• The problem: Below are records. Transcribe exactly the lines from the one that contains "Label a point on each instance of the puffin" through the last line, leaving any pictures out.

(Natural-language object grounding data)

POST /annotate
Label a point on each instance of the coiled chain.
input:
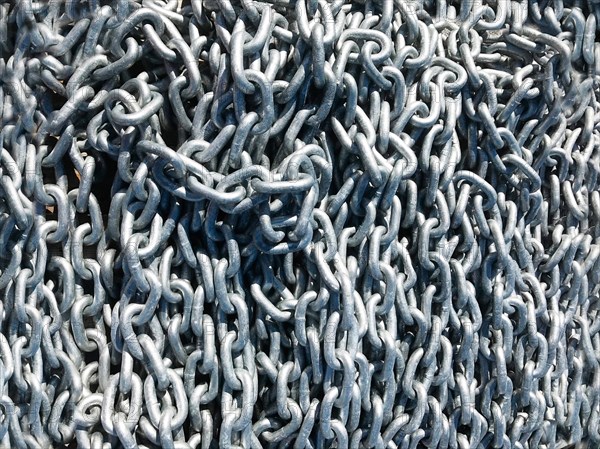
(299, 224)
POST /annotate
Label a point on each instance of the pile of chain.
(299, 223)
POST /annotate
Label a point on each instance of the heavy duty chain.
(299, 224)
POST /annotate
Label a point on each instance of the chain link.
(299, 223)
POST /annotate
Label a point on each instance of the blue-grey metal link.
(299, 223)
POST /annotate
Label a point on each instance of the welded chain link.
(299, 223)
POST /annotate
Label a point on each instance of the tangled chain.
(299, 224)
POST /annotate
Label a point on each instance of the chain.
(299, 224)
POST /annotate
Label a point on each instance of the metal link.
(307, 224)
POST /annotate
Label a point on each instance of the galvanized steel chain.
(299, 223)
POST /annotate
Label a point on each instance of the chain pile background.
(299, 223)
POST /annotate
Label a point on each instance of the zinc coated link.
(299, 224)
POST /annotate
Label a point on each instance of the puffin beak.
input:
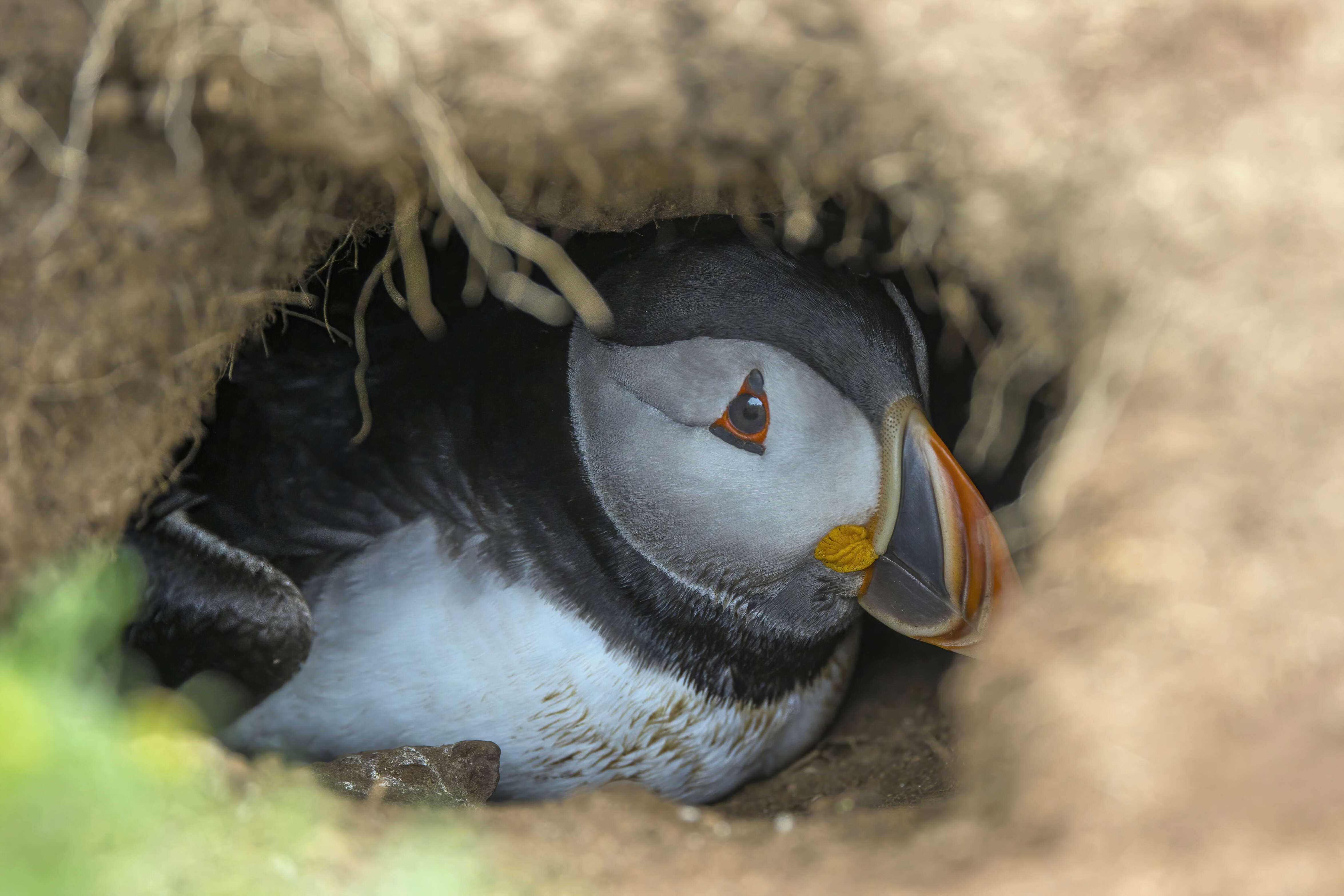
(941, 561)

• Answer section:
Label a point on each instance of the puffin beak.
input:
(941, 561)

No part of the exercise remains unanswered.